# [TASK BRIEF]
Begin with the line that contains "ridge in the photo above." and transcribe each line after it, up to and including the last line of the listing below.

# [AVAILABLE RECORDS]
<<<<

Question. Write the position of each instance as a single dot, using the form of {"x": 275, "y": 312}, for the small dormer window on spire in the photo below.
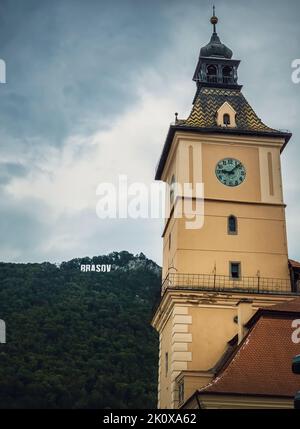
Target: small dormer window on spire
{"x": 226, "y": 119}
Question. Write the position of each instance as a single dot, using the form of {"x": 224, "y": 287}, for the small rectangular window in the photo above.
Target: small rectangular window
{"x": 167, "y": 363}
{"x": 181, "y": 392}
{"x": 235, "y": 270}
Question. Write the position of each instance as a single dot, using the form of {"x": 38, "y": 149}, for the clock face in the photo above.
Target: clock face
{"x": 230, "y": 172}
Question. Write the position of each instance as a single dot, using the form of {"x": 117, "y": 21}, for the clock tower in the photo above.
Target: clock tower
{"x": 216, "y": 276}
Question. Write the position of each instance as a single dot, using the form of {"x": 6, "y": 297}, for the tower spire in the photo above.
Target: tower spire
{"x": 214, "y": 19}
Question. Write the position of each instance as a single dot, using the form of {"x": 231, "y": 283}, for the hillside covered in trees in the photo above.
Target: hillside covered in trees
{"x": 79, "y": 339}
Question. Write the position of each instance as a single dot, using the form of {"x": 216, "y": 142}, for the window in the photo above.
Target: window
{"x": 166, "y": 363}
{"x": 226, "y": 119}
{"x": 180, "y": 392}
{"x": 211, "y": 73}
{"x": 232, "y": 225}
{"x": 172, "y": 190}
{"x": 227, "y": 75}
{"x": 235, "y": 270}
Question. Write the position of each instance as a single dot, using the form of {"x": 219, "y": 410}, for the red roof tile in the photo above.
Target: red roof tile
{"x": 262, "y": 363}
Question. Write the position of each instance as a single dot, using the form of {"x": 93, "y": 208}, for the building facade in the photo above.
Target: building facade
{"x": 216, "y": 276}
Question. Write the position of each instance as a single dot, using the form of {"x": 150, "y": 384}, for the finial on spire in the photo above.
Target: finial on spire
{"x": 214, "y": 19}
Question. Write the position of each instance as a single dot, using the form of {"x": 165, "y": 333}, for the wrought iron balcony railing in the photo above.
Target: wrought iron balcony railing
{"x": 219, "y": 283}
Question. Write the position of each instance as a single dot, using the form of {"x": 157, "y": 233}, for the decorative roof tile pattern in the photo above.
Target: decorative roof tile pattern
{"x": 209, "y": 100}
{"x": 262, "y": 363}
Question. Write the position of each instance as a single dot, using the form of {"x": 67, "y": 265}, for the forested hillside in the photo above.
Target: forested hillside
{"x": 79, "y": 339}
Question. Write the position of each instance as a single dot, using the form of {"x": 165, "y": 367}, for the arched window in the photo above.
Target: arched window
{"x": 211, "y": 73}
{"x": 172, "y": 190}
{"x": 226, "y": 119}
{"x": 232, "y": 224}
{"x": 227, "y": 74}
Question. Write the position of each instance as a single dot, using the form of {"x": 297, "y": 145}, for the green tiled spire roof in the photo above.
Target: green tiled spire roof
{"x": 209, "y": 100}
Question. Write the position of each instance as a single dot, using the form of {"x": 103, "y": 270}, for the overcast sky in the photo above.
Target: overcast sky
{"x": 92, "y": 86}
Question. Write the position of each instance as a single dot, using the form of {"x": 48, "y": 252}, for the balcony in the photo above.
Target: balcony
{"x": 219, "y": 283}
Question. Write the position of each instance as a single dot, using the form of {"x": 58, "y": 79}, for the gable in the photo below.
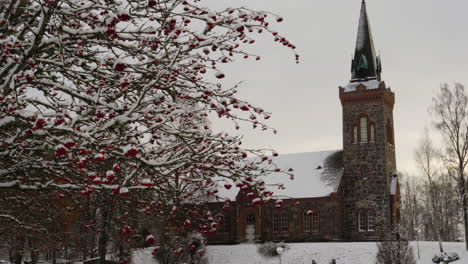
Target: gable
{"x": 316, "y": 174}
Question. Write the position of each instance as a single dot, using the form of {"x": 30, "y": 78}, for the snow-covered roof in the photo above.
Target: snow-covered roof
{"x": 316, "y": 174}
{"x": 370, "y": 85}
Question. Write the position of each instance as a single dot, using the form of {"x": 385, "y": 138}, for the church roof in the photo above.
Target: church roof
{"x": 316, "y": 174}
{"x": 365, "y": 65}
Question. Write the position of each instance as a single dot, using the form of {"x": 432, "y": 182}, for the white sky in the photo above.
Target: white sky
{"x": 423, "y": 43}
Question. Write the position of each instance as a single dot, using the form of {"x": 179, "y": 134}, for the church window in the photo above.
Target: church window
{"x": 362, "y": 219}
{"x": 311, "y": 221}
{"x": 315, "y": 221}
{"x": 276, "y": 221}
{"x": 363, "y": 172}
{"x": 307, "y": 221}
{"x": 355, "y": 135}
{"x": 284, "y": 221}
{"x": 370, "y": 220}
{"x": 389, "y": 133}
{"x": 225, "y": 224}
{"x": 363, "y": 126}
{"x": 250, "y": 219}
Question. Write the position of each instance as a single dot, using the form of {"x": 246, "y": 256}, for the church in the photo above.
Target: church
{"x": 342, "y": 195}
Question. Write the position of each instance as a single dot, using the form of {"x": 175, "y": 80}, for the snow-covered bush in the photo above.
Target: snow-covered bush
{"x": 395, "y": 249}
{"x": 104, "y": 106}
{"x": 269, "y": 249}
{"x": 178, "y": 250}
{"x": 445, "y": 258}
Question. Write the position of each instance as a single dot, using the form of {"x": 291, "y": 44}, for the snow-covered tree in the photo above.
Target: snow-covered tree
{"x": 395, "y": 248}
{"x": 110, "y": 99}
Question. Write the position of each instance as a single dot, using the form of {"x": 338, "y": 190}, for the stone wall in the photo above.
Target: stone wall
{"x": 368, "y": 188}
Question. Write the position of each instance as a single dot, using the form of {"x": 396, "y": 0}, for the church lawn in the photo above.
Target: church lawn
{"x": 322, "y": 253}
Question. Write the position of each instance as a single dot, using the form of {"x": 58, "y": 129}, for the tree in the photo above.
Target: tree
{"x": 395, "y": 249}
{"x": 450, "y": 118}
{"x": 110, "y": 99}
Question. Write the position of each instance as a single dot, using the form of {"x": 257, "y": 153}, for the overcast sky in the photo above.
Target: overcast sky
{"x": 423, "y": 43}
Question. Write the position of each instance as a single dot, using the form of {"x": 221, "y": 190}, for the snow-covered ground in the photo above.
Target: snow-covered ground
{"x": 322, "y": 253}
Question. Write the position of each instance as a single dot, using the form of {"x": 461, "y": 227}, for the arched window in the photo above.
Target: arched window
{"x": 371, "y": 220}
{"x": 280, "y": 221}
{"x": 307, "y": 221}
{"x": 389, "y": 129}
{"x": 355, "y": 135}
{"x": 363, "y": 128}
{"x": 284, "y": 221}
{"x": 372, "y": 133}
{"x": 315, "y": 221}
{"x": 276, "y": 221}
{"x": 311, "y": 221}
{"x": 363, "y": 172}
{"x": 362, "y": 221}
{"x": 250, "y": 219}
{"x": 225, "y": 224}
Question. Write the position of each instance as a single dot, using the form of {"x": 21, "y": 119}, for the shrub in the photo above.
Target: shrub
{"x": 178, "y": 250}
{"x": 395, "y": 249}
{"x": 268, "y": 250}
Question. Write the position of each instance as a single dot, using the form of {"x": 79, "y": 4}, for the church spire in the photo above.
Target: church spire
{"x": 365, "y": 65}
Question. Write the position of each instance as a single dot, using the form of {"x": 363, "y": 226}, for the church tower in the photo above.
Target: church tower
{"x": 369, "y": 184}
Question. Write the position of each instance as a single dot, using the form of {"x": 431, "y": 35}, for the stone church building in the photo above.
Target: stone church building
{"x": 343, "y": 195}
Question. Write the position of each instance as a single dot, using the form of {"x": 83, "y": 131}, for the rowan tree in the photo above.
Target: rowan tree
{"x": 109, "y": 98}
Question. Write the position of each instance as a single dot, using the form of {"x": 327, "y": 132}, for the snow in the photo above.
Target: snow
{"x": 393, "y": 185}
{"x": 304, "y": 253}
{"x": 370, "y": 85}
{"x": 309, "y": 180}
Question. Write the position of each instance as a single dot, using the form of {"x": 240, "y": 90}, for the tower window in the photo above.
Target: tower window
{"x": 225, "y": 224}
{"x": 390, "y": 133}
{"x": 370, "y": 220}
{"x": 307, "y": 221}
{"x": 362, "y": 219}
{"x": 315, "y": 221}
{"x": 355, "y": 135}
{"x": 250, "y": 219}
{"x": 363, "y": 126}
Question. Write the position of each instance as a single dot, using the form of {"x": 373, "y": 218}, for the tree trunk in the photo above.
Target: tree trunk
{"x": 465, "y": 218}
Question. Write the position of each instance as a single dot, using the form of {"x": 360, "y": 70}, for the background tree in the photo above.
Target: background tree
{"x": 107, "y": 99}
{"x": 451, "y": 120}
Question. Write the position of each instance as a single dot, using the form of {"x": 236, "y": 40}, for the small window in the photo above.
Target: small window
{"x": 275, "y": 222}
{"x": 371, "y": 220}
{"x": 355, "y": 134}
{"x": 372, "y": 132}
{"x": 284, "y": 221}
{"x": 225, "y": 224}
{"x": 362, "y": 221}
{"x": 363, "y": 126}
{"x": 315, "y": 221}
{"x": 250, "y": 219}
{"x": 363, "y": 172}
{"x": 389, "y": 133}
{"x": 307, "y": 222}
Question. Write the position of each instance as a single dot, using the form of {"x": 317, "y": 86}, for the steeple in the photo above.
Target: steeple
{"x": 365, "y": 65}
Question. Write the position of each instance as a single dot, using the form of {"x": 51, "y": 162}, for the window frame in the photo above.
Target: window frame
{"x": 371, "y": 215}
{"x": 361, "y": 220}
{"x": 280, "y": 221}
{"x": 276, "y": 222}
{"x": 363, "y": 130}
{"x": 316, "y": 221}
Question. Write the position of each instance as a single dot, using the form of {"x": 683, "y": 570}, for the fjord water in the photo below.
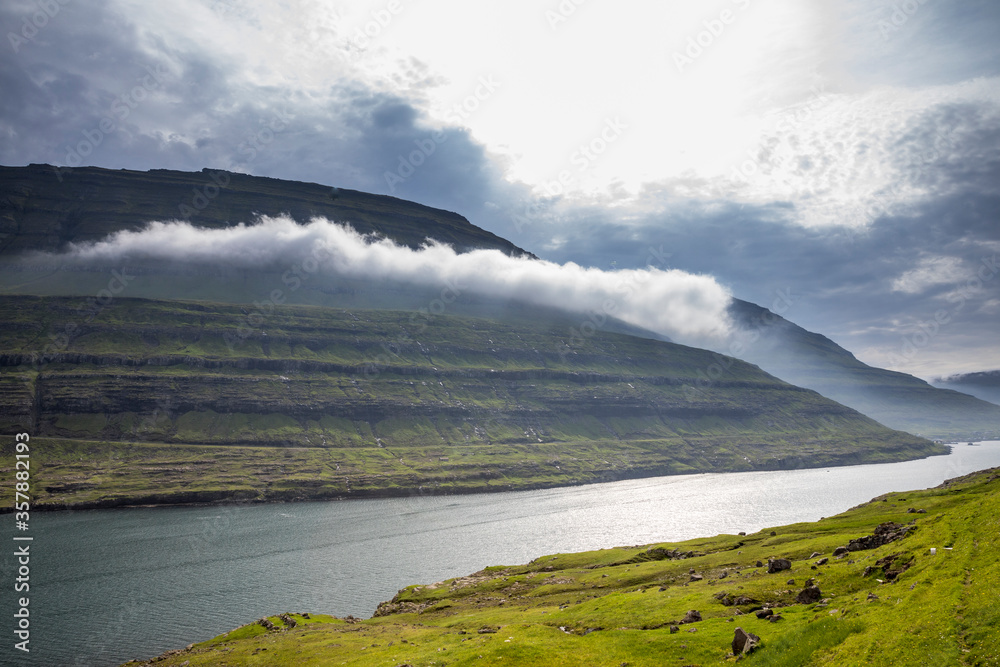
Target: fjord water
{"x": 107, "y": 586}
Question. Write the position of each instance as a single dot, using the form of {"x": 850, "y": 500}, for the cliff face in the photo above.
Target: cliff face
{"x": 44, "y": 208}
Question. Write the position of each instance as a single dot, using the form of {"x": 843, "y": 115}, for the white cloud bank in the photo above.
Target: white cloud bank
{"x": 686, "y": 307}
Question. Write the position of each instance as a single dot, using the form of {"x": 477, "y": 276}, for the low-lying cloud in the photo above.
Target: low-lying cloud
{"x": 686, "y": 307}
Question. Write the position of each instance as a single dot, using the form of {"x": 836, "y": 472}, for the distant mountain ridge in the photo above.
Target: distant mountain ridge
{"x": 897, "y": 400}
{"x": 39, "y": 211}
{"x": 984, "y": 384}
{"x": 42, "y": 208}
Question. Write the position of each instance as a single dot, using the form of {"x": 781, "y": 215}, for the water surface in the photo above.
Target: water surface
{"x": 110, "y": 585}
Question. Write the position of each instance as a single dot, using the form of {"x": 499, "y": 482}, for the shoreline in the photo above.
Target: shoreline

>>>>

# [OUTPUT OF THE EXERCISE]
Question. Write the position of each instance as a single dot, using the form of {"x": 836, "y": 472}, for the distant mountain ridge in the photo above.
Target: distant mountain ridge
{"x": 897, "y": 400}
{"x": 39, "y": 211}
{"x": 984, "y": 384}
{"x": 42, "y": 208}
Question. Write the position of each instance as a single dot, using the form of {"x": 781, "y": 215}, for the water surface in the photo above.
Target: water surface
{"x": 110, "y": 585}
Question. Write the position of each instance as a single dot, using the form of {"x": 499, "y": 482}, for the shoreline in the photo above.
Target: shoreline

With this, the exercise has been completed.